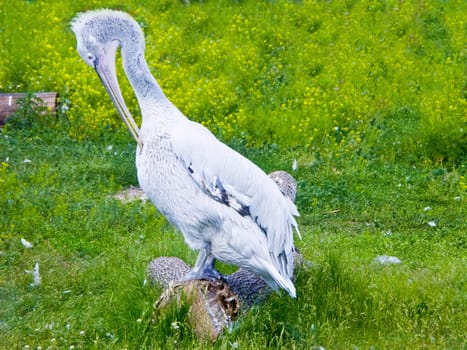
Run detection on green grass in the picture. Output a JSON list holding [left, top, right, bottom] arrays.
[[0, 121, 467, 349], [0, 0, 467, 349]]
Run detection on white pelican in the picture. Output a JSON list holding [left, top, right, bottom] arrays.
[[71, 10, 299, 297]]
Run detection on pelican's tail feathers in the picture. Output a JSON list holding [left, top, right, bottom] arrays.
[[260, 261, 297, 298]]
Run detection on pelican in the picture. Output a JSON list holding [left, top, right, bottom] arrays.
[[71, 9, 300, 297]]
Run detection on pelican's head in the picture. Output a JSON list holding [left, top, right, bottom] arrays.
[[71, 9, 144, 68], [71, 10, 144, 146]]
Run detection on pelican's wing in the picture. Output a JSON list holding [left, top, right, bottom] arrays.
[[170, 121, 299, 276]]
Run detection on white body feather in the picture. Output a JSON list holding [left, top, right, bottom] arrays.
[[72, 10, 298, 296]]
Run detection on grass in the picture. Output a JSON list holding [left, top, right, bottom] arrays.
[[0, 121, 467, 349]]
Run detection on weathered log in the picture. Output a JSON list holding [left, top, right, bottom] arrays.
[[0, 92, 58, 126], [147, 171, 301, 342]]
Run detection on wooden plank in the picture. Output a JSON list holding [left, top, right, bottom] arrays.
[[0, 92, 58, 126]]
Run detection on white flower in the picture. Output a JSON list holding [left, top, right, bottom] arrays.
[[375, 255, 402, 265], [25, 263, 41, 287]]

= = =

◆ DIRECTIVE: Can you rewrite all the rows above, substituting "Return a JSON list" for every "Output a JSON list", changing nothing else, and leaving out the pictures?

◆ SOLUTION FOR THIS TASK:
Run detection on green grass in the picture. Return a JSON list holding [left, top, right, bottom] arrays.
[[0, 121, 467, 349], [0, 0, 467, 349]]
Run detection on white pelican in the picture. Return a JSON list holding [left, top, right, bottom] arrays.
[[71, 10, 299, 297]]
Run detection on pelican's tail feathers in the picture. Return a JSON list holding [left, top, right, bottom] arrays.
[[260, 261, 297, 298]]
Run detection on pelican in the picture. Return a JSON list holding [left, top, right, bottom] arrays.
[[71, 9, 300, 297]]
Run detection on pelican's head in the picture. Return a JSON list holding [left, top, right, bottom] arrays.
[[71, 9, 144, 68], [71, 10, 144, 146]]
Run detection on pelican's wing in the picture. Return a JSON list holding [left, top, right, bottom] arrays.
[[170, 121, 299, 276]]
Run detection on white body feather in the picture. Return a JSON list holding [left, top, right, bottom] arrays.
[[72, 10, 298, 296]]
Run detection on grass in the picture. Return a JSON list holding [left, top, right, bottom] arrays.
[[0, 121, 467, 349]]
Run detection on weathered log in the picture. Return a JSON list holding [left, top, right, bottom] arrays.
[[0, 92, 58, 126], [147, 171, 301, 342]]
Run detection on wooden plank in the picture. Return a JSON list holding [left, top, right, bottom] arrays.
[[0, 92, 58, 126]]
Run detection on white flower in the picture. Return a JSON list holding [left, top, right, bottom] arrays.
[[375, 255, 402, 265], [25, 263, 41, 287]]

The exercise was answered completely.